## [Text excerpt]
== Segment start ==

Issue Brief
A proposal by Senators Judd Gregg and Richard Burr seeks to renew the No Child Left Behind Act of 2001 (NCLB) with a number of timely and useful changes. What makes theirs unique among the various alternatives being discussed to the landmark federal education law is that it would not water down its historic accountability requirements, or compromise the options it provides for children in chronically underperforming schools.
Its changes amount to more than just fine tuning: they would make a substantial, immediate difference for many states, and especially those willing to work with the law to make some required improvements to current systems.
It endorses expanding the use of “growth models” for tracking student progress, developed by Secretary of Education Spellings and her team. Broader use of state growth models would be allowed so long as they comply with federal requirements for quality of results and data.
Another important feature of their plan is to refocus a federal emphasis on improving those public schools that year after year produce the lowest test scores. It proposes straightforward measures intended to bolster the options available to students who attend those schools.
The Senators also address the two aspects of NCLB Members of Congress often report hearing the most complaints about: its testing requirements for English learners and students diagnosed with disabilities. The Burr-Gregg plan includes added testing flexibility for the latter group.
It also includes a number of important improvements regarding English learners. It proposes amending the accountability system to recognize that schools should be rewarded, not penalized, for succeeding in teaching these students enough English skills that they can be reclassified as English proficient. It also extends special flexibility for refugees and new arrivals – a necessary measure because federal refugee policies often encourage resettlement in particular areas, and education laws should not handicap schools in those locations.

== Segment end ==

## [Input data]
== Segment start ==

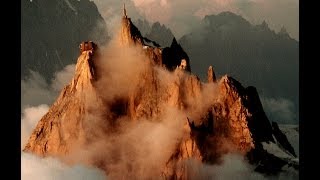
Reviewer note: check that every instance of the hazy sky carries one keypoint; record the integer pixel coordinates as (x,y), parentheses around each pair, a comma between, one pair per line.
(181,15)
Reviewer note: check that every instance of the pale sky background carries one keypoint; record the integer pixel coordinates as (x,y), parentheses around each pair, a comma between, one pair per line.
(181,15)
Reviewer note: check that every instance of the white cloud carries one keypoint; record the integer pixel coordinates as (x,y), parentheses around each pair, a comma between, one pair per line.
(233,166)
(180,15)
(36,168)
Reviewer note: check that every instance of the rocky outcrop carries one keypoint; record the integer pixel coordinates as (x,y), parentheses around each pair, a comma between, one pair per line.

== Segment end ==

## [Work request A]
List every person the issue brief on the No Child Left Behind proposal names.
## [Work request B]
Extend the issue brief on the Gregg-Burr No Child Left Behind proposal past its final sentence.
The records are separate material, unrelated to the issue brief.

## [Reply A]
Judd Gregg, Richard Burr, Spellings

## [Reply B]
“An awful lot of responsibility and blame has been offloaded onto these children as to why [their schools did not make Adequate Yearly Progress], but it doesn’t hold up under the data,” House Education Committee Chairman George Miller told a 2006 hearing about English learners. The danger of relaxing accountability requirements for just these students is that schools would then have significant incentives for segregating them in bilingual education programs and leaving them there, without ever raising their English, or other academic skills, to basic proficiency.
Some critics of the current law have argued that states are beginning to lower their academic content standards as a result of the current law. The Burr-Gregg proposal would add needed visibility to the largely opaque process by which states revise and obtain federal approval for their compliance plans. Doing so would also tighten the federal Department of Education’s license to issue waivers, extensions and sliding deadlines, which have become tacit mainstays of federal NCLB oversight.